» Text shown:
[Start of Attachment]

HEIC conversion triggered on non-HEIC image bytes when declared MIME is HEIC

When declaredMime is "image/heic" (or "image/heif") but detectedMime is a non-HEIC image type like "image/jpeg", the current logic sets sourceMime = declaredMime = "image/heic" and proceeds to call convertHeicToJpeg on non-HEIC bytes. This is a regression from the previous behavior.

Trace for declaredMime = "image/heic", detectedMime = "image/jpeg":

Guard check (line 241): both are image/* → no rejection (correct)

Part 1: "image/jpeg" && HEIC_INPUT_IMAGE_MIMES.has("image/jpeg") → false

Part 2: HEIC_INPUT_IMAGE_MIMES.has("image/heic") && !"image/jpeg" → false

Overall condition → false, takes the else branch

sourceMime = declaredMime = "image/heic"

Line 253: tries to convert JPEG bytes as HEIC

The old code handled this gracefully by using detectedMime ?? declaredMime for all HEIC-declared inputs, so a JPEG claimed as HEIC would be returned directly without conversion.

[End of Attachment]

» Required actions:
A - Translate this sentence from the HEIC conversion bug report into Spanish: "The old code handled this gracefully by using detectedMime ?? declaredMime for all HEIC-declared inputs, so a JPEG claimed as HEIC would be returned directly without conversion."
B - Carry the HEIC conversion bug report forward, starting after its final sentence.
The records have no connection to the text.

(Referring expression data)
[Start of Attachment]

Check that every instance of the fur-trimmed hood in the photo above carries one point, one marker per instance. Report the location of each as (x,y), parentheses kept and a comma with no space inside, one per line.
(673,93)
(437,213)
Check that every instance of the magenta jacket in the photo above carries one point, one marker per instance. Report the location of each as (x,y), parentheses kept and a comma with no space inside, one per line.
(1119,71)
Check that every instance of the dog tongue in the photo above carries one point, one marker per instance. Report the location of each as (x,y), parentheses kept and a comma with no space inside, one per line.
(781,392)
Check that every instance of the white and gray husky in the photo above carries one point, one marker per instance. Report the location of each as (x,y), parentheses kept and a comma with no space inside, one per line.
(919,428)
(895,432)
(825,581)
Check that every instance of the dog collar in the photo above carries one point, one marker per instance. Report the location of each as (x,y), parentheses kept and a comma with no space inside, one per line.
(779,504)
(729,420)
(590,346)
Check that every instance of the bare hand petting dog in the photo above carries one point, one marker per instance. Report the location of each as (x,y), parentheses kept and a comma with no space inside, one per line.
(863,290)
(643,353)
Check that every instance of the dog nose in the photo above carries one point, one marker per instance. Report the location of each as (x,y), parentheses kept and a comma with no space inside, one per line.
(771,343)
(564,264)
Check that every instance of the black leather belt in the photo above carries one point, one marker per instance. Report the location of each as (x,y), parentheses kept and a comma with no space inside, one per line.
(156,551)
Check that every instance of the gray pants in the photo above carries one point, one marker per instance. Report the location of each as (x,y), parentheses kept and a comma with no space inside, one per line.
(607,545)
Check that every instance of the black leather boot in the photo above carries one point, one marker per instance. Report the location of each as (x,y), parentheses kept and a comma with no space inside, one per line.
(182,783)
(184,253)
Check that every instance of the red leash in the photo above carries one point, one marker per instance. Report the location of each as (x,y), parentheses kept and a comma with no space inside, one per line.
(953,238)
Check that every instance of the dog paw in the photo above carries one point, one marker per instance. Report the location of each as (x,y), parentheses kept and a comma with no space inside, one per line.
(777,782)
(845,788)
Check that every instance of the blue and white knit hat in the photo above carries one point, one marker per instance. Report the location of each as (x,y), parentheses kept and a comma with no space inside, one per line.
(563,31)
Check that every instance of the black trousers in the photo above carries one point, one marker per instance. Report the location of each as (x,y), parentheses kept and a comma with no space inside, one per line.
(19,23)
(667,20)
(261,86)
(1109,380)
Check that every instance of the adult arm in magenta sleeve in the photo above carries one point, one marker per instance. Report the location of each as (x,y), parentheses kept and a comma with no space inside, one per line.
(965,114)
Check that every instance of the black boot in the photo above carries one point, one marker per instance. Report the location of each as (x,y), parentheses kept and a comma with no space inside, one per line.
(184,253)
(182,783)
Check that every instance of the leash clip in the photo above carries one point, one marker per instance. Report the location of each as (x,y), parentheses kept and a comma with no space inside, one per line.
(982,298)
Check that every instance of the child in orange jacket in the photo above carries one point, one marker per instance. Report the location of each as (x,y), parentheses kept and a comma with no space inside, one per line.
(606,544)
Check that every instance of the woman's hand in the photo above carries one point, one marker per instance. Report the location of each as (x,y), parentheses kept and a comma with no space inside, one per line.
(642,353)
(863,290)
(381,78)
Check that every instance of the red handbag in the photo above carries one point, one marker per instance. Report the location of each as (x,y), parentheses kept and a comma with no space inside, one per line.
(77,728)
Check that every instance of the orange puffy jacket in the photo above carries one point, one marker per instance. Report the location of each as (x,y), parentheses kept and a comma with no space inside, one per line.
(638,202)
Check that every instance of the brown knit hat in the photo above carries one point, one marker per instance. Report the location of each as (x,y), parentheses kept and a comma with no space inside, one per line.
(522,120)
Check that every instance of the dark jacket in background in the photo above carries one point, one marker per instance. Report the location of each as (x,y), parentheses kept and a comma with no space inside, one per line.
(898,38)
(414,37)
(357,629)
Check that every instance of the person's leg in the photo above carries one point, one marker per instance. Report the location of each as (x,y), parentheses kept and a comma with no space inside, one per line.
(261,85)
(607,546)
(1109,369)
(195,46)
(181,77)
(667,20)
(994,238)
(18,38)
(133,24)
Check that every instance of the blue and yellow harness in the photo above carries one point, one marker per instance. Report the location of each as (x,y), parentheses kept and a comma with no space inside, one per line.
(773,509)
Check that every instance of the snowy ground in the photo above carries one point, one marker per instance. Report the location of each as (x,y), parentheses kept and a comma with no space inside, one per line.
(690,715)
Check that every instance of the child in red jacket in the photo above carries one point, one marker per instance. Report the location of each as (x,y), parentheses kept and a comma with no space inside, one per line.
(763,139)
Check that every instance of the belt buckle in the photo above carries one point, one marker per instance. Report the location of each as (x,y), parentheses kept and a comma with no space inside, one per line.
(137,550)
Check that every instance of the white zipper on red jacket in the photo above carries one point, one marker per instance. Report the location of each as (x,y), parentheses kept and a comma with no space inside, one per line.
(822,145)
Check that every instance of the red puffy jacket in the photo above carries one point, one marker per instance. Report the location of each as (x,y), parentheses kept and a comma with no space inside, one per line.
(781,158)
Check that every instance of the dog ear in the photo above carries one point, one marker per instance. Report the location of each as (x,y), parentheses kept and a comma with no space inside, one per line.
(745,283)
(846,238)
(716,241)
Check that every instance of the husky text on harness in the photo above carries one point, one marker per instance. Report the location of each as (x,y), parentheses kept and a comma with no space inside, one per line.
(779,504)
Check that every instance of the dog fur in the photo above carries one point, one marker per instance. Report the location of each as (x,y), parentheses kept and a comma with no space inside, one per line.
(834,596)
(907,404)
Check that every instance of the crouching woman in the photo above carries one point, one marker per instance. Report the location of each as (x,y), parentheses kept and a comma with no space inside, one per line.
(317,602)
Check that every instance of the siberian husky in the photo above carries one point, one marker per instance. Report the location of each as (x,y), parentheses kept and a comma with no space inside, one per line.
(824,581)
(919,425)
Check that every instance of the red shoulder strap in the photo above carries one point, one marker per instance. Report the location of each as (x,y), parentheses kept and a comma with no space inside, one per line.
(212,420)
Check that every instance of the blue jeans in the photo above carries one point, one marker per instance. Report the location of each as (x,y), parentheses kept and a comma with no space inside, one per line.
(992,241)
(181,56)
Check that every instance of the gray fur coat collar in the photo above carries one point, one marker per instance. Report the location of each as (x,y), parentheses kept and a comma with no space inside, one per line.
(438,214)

[End of Attachment]
[Start of Attachment]

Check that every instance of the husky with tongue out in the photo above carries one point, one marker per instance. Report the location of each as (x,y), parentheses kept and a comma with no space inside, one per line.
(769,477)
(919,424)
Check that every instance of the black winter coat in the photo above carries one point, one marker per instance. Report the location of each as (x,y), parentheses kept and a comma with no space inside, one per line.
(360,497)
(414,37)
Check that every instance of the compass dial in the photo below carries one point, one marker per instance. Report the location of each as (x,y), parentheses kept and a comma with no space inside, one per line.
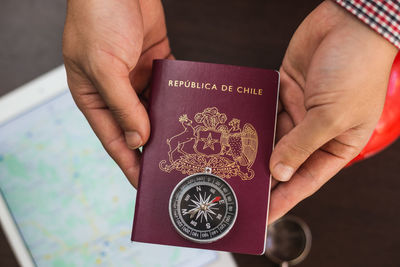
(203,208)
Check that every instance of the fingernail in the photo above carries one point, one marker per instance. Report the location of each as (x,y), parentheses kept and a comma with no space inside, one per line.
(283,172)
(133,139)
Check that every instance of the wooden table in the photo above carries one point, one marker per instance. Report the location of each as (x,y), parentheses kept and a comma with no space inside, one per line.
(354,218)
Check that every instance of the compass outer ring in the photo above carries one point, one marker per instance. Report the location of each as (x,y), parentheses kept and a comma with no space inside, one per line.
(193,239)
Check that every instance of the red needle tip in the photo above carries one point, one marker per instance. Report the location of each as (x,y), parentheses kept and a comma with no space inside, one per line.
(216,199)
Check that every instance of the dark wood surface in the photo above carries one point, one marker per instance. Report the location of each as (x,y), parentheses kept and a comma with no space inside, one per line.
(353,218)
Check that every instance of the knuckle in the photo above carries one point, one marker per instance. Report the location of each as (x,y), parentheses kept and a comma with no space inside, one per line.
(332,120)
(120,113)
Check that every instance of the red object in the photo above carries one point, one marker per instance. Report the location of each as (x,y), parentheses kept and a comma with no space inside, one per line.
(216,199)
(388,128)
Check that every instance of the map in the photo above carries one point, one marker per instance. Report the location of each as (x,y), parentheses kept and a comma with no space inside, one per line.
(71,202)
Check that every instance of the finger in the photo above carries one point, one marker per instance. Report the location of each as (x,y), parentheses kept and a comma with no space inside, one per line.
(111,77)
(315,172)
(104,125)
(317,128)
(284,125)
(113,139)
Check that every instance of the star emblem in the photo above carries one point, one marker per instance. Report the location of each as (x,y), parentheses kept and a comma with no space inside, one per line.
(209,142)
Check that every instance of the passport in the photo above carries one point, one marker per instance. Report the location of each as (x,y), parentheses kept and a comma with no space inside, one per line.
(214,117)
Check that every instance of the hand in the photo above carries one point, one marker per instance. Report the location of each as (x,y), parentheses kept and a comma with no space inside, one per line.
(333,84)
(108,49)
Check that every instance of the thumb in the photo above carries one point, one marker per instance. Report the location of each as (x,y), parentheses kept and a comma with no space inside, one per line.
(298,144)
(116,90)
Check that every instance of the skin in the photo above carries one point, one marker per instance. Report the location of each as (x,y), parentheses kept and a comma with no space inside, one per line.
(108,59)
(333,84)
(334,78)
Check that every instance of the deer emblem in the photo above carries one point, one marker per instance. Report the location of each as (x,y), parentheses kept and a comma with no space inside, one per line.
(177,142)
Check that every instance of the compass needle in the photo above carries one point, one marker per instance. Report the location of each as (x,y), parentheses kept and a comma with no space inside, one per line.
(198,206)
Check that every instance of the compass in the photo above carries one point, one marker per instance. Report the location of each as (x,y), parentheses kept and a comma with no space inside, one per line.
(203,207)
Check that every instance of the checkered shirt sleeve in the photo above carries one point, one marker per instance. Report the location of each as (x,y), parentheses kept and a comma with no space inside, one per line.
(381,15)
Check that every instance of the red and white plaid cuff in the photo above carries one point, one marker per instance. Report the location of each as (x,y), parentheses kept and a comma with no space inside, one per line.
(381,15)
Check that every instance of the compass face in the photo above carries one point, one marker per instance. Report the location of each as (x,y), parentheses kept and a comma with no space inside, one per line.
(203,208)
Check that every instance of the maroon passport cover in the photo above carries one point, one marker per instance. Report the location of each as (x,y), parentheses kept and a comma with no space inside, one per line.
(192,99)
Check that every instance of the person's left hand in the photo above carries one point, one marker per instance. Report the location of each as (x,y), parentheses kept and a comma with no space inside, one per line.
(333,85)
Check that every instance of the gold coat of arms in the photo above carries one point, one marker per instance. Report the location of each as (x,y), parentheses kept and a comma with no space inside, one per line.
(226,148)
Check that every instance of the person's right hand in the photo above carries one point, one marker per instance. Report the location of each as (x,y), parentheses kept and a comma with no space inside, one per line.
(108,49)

[End of Attachment]
[Start of Attachment]

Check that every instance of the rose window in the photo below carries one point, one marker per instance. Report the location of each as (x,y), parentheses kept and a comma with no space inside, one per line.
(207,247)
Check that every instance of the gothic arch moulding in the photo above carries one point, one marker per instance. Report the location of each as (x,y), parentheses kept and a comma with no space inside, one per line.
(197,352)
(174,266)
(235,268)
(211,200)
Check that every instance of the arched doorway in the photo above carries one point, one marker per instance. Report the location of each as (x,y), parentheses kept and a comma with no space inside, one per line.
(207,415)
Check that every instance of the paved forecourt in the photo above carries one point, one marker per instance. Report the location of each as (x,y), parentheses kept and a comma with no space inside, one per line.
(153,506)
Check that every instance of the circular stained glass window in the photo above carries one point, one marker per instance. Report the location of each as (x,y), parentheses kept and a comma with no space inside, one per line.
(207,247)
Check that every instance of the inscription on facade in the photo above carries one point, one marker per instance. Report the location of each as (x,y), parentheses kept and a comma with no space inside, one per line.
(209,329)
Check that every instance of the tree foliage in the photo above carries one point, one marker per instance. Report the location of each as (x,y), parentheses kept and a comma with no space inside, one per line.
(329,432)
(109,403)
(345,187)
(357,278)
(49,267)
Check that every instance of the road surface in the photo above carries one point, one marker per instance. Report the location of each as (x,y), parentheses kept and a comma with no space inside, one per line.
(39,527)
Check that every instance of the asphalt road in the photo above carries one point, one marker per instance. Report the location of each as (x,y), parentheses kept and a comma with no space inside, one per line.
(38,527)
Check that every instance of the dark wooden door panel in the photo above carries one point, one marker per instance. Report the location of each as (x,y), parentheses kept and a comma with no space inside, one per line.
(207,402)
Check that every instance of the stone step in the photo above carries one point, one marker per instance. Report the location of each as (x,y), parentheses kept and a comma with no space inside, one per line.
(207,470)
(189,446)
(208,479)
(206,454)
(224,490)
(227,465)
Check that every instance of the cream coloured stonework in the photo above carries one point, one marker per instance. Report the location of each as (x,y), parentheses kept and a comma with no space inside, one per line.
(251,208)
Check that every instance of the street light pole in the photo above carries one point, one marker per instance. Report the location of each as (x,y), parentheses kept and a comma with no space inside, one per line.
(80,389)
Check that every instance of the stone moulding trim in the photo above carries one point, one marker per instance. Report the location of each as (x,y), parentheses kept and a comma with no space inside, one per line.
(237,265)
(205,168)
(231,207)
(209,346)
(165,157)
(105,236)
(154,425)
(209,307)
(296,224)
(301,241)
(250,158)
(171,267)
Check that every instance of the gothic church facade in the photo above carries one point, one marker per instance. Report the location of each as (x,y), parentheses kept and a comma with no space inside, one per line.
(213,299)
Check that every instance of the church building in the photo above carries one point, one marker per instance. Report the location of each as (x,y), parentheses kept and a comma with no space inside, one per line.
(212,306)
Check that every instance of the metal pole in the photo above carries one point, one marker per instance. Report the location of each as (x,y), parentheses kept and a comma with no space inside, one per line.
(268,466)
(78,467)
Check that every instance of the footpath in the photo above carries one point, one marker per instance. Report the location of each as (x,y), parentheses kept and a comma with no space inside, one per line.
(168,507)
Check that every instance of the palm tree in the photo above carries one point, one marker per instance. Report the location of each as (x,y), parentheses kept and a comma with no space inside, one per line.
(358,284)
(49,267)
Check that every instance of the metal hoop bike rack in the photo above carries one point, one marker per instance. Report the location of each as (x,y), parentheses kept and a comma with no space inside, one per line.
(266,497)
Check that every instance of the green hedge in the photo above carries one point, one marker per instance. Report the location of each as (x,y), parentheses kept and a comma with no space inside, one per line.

[End of Attachment]

» Answers to the exercises:
A - El código anterior manejaba esto sin problemas al usar detectedMime ?? declaredMime para todas las entradas declaradas como HEIC, de modo que un JPEG presentado como HEIC se devolvía directamente sin conversión.

B -
Fix: also use detectedMime when declaredMime is HEIC but a non-HEIC image was actually detected:

Suggested change

const sourceMime =

(detectedMime && HEIC_INPUT_IMAGE_MIMES.has(detectedMime)) ||

(HEIC_INPUT_IMAGE_MIMES.has(declaredMime) && !detectedMime)

? (detectedMime ?? declaredMime)

: declaredMime;

const sourceMime =

(detectedMime && HEIC_INPUT_IMAGE_MIMES.has(detectedMime)) ||

(HEIC_INPUT_IMAGE_MIMES.has(declaredMime) && !detectedMime)

? (detectedMime ?? declaredMime)

: HEIC_INPUT_IMAGE_MIMES.has(declaredMime) && detectedMime

? detectedMime

: declaredMime;

This restores the old behaviour of using the detected MIME for HEIC-declared inputs while preserving all the new spoofing-rejection logic. A corresponding test case for "declared HEIC + detected non-HEIC image" is also missing.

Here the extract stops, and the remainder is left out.